_DIRECTIONS_
Please rewrite everything from "Target = tree trunk" down to "x=152 y=171" in the records, replacing "instance" with "object" and keeping every other character unchanged.

[Object location annotation data]
>> begin

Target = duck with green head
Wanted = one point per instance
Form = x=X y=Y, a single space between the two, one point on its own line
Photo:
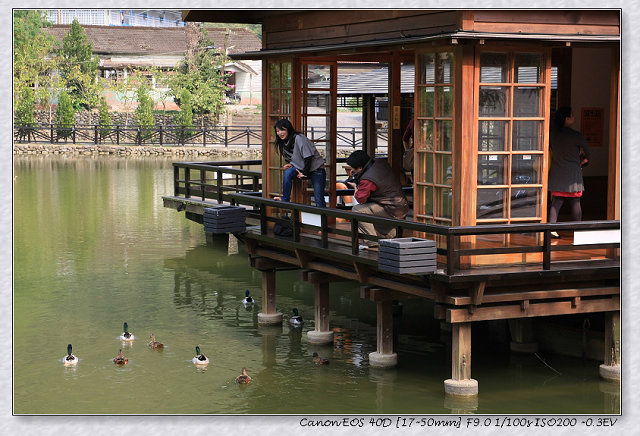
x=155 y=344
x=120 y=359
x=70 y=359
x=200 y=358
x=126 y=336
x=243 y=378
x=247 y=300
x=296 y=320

>> end
>> begin

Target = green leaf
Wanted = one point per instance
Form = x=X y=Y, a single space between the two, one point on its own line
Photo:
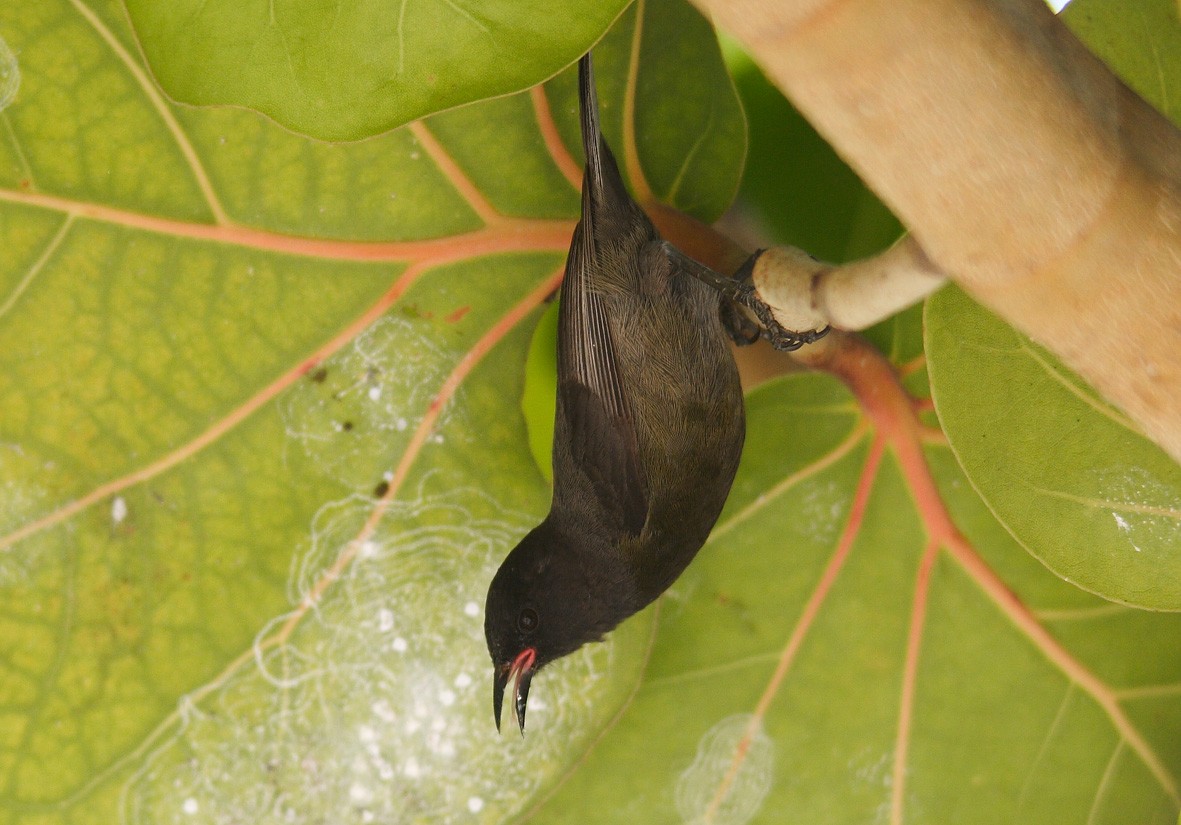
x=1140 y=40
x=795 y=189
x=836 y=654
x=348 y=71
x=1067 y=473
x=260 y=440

>> end
>> begin

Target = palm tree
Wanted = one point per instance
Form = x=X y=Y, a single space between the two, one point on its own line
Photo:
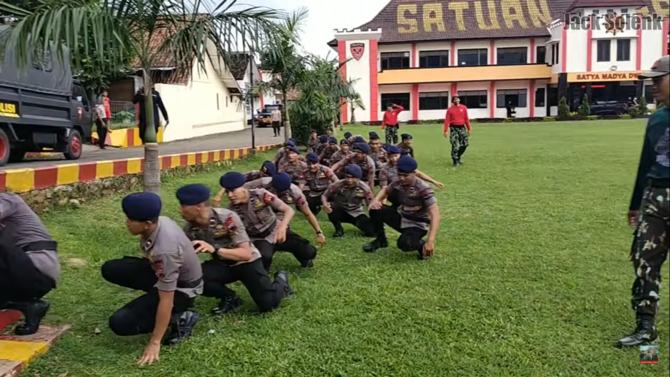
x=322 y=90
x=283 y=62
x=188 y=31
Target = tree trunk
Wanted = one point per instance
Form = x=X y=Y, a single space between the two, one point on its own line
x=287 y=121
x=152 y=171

>> end

_EXPECTED OUTPUT_
Target = tree trunk
Wanted = one point per object
Form = x=X y=Y, a single space between the two, one point on its own line
x=287 y=121
x=152 y=171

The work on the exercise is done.